- _INPUT RECORDS_:
+-------+

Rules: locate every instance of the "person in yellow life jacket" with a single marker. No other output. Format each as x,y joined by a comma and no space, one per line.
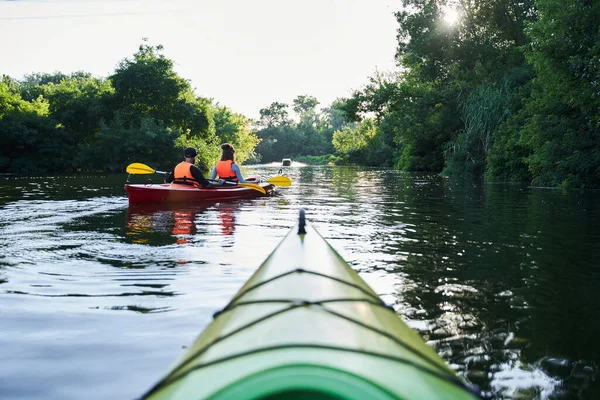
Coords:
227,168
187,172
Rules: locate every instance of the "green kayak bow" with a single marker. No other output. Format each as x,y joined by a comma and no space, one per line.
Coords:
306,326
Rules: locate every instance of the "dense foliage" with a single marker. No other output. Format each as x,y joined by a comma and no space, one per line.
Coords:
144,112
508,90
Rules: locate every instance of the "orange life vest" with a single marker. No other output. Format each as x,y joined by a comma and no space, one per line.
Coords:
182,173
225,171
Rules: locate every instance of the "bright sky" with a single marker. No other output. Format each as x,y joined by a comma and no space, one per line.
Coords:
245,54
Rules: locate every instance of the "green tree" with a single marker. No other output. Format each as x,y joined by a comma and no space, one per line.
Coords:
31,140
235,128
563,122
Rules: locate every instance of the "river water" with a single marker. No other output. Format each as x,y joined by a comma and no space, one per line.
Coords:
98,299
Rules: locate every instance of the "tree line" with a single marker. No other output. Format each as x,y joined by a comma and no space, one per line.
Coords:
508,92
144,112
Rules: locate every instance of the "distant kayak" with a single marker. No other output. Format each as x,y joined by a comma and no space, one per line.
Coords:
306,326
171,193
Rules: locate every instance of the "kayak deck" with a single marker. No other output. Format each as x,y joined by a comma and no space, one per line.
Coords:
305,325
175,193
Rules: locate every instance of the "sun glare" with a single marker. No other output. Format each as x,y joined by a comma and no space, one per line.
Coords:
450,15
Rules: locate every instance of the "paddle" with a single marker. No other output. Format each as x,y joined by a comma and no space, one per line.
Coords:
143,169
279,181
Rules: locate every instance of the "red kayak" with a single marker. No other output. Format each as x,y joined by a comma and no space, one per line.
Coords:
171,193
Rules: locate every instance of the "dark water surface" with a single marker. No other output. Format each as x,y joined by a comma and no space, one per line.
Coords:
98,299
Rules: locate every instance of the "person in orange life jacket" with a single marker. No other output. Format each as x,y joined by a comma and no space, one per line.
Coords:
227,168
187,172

+-------+

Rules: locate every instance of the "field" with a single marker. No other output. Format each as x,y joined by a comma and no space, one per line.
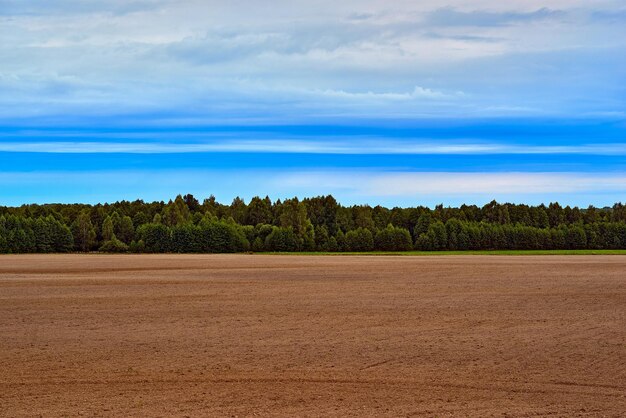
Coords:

+-------+

State how many lines in the listing above contain "life". Nothing else is needed.

- _WRITTEN REPLY_: 3